DIRECTIONS:
Without the pictures, set down the records below word for word.

[Entries taken from a collection]

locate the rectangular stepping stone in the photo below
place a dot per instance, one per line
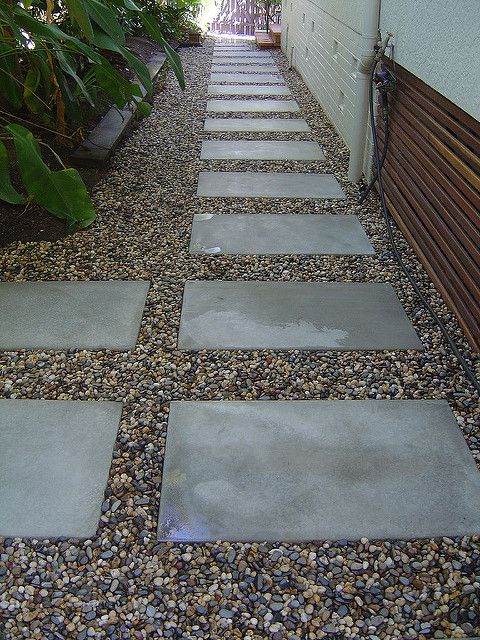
(233, 62)
(252, 106)
(279, 234)
(233, 48)
(71, 315)
(300, 471)
(248, 78)
(256, 68)
(245, 54)
(248, 90)
(249, 184)
(338, 316)
(257, 125)
(55, 457)
(260, 150)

SOLUTION FOR THIS EXERCISE:
locate the rectangular stepping stone in the photo below
place a dot per instance, one per line
(233, 62)
(252, 106)
(279, 234)
(233, 48)
(71, 315)
(300, 471)
(248, 78)
(256, 68)
(245, 54)
(248, 90)
(249, 184)
(338, 316)
(257, 125)
(55, 457)
(260, 150)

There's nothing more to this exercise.